# ROWS start
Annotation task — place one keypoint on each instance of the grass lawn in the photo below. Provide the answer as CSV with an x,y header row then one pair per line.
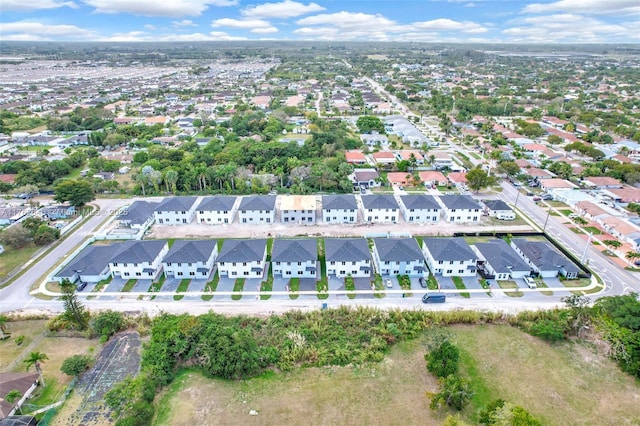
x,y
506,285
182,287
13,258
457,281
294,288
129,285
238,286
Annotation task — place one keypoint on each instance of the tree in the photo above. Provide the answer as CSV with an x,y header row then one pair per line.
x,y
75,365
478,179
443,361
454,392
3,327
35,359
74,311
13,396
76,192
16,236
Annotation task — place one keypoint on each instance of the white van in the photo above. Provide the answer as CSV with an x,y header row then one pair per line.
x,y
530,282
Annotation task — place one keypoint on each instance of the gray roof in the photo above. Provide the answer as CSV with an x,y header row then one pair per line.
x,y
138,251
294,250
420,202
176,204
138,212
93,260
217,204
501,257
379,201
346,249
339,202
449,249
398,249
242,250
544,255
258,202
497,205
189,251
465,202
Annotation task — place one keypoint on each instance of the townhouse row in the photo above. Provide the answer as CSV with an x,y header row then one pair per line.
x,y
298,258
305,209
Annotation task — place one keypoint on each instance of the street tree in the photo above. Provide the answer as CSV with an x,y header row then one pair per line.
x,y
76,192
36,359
# ROWS end
# ROWS start
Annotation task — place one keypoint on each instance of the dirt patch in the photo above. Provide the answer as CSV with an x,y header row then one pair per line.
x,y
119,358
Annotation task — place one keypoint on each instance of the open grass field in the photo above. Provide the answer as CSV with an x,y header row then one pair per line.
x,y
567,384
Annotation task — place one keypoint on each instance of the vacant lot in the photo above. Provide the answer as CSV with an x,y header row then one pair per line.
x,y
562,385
# ROWS end
# ROWS start
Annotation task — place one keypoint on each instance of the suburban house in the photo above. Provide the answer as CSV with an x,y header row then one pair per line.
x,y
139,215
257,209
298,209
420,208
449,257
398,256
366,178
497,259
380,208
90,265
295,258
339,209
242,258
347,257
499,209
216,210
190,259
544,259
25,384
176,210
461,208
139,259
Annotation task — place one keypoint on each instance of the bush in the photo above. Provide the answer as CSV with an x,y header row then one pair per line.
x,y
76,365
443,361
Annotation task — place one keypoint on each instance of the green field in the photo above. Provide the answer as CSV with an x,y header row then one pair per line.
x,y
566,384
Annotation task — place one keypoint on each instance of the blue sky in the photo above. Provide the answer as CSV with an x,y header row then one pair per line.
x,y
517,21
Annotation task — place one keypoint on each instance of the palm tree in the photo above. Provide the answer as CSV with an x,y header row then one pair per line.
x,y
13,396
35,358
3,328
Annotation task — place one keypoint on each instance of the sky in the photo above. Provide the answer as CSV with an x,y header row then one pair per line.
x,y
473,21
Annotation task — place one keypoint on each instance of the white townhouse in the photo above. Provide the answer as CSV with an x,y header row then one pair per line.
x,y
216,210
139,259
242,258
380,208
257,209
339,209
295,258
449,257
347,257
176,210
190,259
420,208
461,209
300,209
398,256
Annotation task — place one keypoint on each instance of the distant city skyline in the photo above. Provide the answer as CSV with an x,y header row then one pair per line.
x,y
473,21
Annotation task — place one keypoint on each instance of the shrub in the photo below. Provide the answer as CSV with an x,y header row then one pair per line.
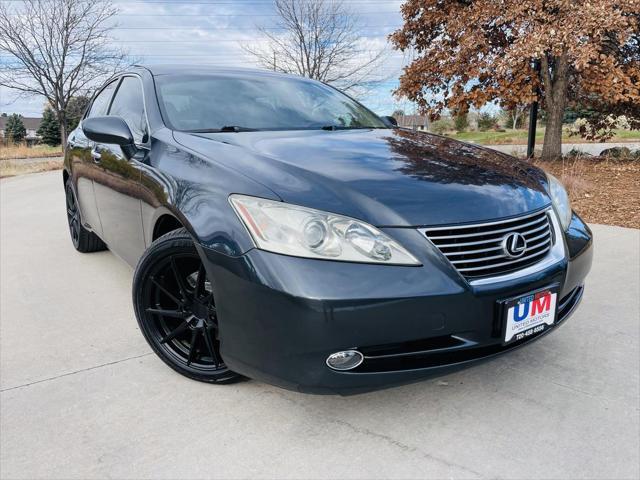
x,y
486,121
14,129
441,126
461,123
# ROWS end
## TASK
Count the lines of the data above that contain the word "below", and give only that number.

## RESPONSE TO THIS EXERCISE
2